Photo-based referring expression data:
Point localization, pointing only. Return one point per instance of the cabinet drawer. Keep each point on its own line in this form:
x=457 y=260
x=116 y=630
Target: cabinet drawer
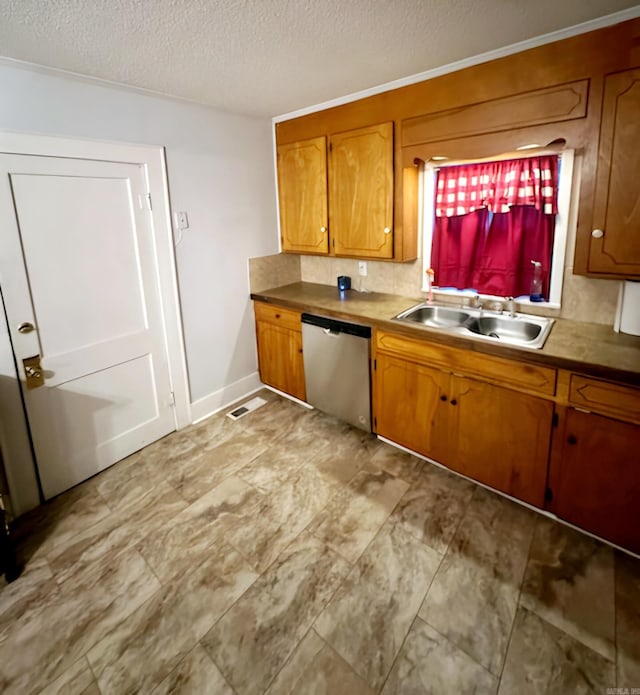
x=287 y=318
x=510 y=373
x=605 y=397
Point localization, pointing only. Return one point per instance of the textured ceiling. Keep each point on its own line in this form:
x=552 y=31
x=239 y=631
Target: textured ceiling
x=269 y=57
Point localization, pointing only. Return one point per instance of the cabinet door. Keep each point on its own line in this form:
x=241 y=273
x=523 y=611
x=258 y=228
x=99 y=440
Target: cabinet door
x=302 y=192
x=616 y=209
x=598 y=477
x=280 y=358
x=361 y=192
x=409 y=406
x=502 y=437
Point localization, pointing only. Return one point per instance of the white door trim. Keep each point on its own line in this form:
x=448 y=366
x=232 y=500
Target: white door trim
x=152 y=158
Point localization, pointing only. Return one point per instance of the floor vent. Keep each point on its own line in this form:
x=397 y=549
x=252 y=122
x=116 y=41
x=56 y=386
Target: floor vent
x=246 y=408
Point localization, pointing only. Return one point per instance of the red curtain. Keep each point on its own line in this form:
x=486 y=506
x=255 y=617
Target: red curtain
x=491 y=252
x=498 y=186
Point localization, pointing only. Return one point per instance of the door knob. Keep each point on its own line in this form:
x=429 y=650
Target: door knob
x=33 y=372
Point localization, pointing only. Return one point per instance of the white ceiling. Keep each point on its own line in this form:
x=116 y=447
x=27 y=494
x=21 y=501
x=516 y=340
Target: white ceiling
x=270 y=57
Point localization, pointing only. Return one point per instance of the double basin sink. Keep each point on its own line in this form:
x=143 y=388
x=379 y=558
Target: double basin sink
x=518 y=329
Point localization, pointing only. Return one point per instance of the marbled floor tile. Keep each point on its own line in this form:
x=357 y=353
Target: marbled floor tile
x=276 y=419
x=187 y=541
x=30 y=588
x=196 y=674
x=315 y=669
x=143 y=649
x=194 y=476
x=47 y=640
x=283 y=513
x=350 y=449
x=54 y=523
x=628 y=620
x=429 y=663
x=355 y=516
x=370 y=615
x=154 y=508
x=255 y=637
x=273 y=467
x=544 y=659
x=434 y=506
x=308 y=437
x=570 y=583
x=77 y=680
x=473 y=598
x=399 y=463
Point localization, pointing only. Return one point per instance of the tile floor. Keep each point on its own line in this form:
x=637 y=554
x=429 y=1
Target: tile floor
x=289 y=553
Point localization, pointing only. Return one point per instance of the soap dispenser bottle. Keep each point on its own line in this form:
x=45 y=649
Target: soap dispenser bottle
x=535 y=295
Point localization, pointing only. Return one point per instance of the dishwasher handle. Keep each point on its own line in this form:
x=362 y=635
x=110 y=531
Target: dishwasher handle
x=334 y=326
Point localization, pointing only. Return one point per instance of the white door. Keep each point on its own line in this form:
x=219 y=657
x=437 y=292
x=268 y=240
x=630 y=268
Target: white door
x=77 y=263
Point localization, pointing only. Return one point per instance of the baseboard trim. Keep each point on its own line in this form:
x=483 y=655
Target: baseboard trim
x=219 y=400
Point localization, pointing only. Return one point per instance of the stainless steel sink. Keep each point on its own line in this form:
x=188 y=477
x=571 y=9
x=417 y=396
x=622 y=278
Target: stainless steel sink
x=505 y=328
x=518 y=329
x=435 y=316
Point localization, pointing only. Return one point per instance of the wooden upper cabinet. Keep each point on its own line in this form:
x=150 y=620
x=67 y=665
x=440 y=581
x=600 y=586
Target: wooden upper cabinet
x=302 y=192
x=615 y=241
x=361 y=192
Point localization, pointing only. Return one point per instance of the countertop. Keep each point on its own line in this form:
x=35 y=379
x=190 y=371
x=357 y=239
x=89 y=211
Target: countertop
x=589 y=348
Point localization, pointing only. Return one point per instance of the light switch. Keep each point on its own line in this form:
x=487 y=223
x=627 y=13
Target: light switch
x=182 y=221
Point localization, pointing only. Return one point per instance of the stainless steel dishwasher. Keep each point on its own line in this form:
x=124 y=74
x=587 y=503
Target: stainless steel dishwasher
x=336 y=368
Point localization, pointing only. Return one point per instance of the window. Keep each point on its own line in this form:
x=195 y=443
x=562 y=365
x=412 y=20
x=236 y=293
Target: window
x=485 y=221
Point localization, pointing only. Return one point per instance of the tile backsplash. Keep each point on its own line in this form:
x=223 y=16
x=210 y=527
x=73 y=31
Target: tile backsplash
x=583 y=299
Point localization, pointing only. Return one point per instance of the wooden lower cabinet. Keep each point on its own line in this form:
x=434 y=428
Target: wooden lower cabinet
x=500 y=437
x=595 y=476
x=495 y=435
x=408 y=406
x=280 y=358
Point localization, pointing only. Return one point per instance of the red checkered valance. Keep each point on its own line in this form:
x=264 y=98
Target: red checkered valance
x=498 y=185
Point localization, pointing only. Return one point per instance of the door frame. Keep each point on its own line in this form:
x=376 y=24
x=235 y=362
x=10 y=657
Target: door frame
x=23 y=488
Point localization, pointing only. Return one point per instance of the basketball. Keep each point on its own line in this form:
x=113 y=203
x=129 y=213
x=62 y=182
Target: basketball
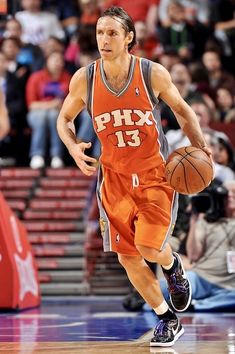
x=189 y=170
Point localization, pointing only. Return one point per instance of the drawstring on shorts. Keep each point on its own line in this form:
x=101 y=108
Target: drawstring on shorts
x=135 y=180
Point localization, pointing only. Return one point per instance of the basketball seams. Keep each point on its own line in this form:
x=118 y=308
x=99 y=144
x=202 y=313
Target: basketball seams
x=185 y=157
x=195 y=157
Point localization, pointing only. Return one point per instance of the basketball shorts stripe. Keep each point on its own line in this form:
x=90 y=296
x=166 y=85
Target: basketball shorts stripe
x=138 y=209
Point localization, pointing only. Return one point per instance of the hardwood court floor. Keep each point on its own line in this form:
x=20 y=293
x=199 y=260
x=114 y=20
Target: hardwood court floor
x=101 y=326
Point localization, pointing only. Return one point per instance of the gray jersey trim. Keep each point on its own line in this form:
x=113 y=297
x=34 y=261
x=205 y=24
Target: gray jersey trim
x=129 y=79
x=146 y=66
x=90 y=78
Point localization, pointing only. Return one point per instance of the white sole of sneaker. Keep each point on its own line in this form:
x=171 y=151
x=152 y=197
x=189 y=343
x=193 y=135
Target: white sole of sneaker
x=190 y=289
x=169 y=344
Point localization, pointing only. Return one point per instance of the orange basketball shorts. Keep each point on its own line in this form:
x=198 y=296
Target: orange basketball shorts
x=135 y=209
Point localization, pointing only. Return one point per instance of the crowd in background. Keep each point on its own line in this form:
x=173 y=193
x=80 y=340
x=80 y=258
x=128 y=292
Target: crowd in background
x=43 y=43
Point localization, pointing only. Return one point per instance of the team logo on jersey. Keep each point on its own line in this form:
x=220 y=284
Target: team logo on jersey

▶ Exercise instructions
Say how many lines in the records contain the word "team". Nothing but the number is required.

▶ Output
2